PROBLEMS AND TASKS
**A.** Using the article about the journalist's Ironman fundraiser, explain in one to three sentences why Mark Nicol chose to raise money for Imperial Health Charity.
**B.** Please extend the article about the journalist's Ironman fundraiser, picking up after its final sentence.

DOCUMENT TEXT
=== Section Start ===

04.09.17: Ironman challenge in sight for fundraising journalist whose daughter was born premature

Mark Nicol picA top journalist whose daughter was born prematurely at Queen Charlotte’s & Chelsea Hospital is to run, cycle and swim more than 140 miles to raise money for Imperial Health Charity.

Mark Nicol, Defence Correspondent at the Mail on Sunday, will swap the newsroom for the tough terrain of the Ironman challenge to repay the neonatal team who brought little Isabella safely into the world.

Mark’s wife Zoe spent more than a fortnight in hospital before doctors eventually removed baby Isabella by caesarean at 32 weeks and five days.

She weighed only five lbs at birth and lost more weight during her first few days, requiring breathing assistance through a gas mask.

Mark was so impressed by the care and compassion shown by the staff that he decided to give back to the hospital by raising money for Imperial Health Charity at the Ironman Wales event on 10 September.

The gruelling challenge begins with a 2.4-mile sea swim followed by a 112-mile bike ride and rounded off with a full marathon on foot. Avoiding injuries, Mark expects to complete the challenge in around 13 hours.

=== Section End ===

LISTED RECORDS

=== Section Start ===

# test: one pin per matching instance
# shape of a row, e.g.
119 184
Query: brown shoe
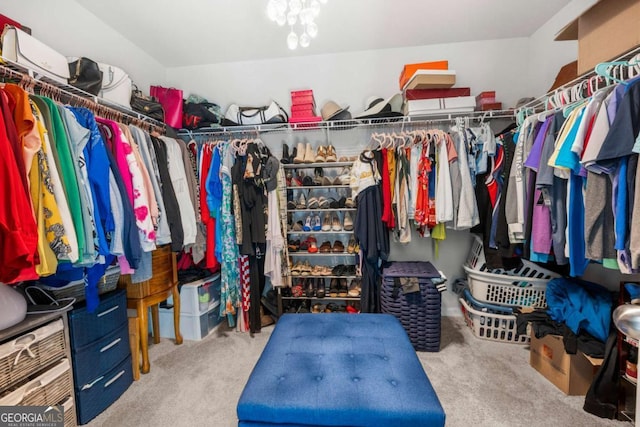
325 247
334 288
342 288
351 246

=== Section End ===
=== Section Start ===

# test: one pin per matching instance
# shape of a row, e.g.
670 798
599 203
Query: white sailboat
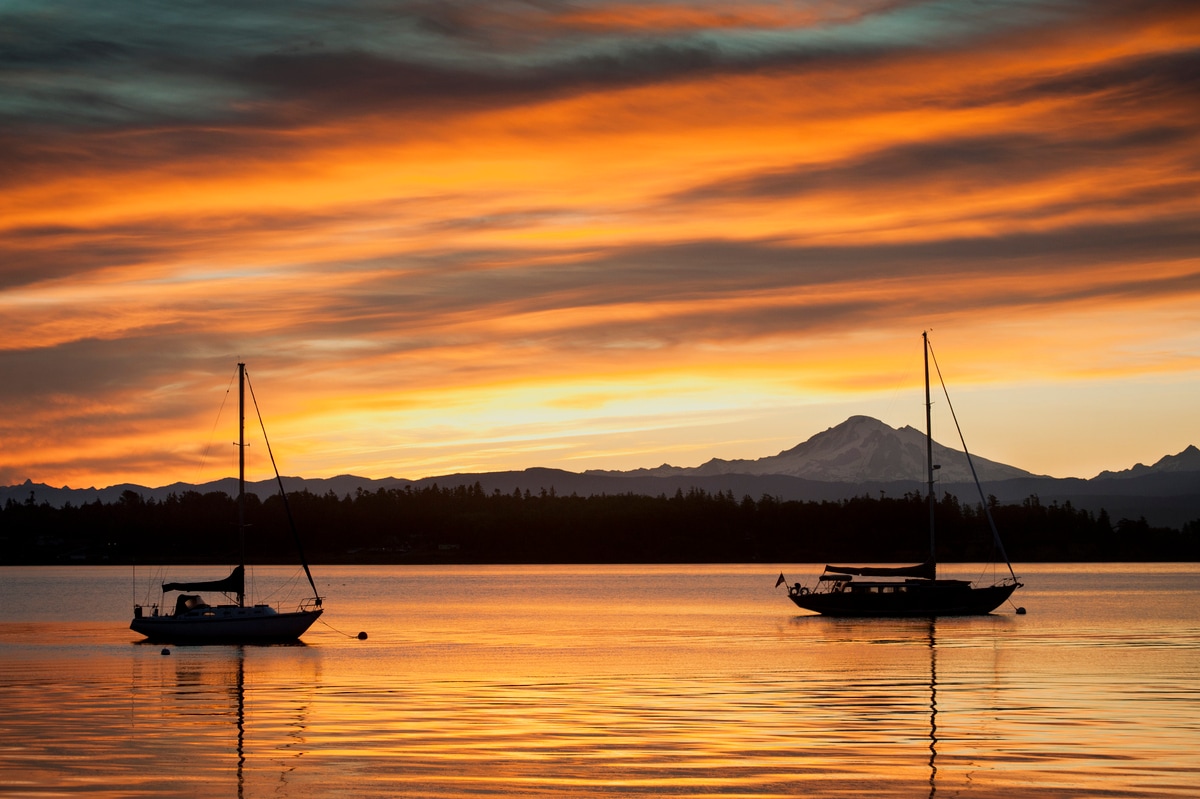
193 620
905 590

=== Section End ===
=== Section Start ===

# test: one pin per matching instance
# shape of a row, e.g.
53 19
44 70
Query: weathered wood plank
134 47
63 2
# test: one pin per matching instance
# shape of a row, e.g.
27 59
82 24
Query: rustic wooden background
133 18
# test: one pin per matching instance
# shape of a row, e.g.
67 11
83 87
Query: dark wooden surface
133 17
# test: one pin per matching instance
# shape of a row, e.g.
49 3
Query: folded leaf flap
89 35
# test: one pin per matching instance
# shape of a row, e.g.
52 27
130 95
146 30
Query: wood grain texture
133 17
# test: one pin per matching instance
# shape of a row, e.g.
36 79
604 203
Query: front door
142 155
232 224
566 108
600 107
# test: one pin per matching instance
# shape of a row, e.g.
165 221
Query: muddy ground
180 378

=== Section End ===

RESULTS BY TASK
**A.** Mark Nicol was so impressed by the care and compassion the staff showed that he decided to give back to the hospital. He wanted to repay the neonatal team who brought his daughter Isabella safely into the world after she was born prematurely at Queen Charlotte's & Chelsea Hospital.

**B.**
Imperial Health Charity will ensure that all the money Mark raises will be put straight back into improving the hospital experience for other patients visiting the neonatal unit at Queen Charlotte’s & Chelsea.

“The events I’ve done in the past have been about half this distance, so it has certainly been demanding on the training front,” he said.

“I was always planning to do the Ironman, but I didn’t have a strong feeling about sponsorship until our experience with Isabella. Now I’m full of motivation to give something back to the hospital.”

Isabella was born pre-term by around seven weeks, so her condition had to be carefully managed.

Doctors had managed to extend the pregnancy by about 10 days after Zoe arrived in hospital, giving Isabella the best possible chance of survival.

Both Mark and Zoe were grateful for the professionalism and kindness of the staff who helped them through the birth.

“It was the combination of compassion and professional capability that was so impressive,” Mark added.

“The staff were intelligent, thoughtful and highly communicative, which is incredibly important at a difficult time like that.”

Zoe gave birth to the couple’s first child, Rory, at Queen Charlotte’s & Chelsea in April 2016, so they knew they were in safe hands despite the complications with Isabella.

Now at one month old Isabella is recovering well, putting on weight and feeding normally.

“It was a hard week for myself and Zoe but it was made so much easier because of the quality of the people who were around us,” Mark added.

“This will be my first full Ironman and obviously my training has been compromised slightly by what has happened, but my motivation is higher than ever.”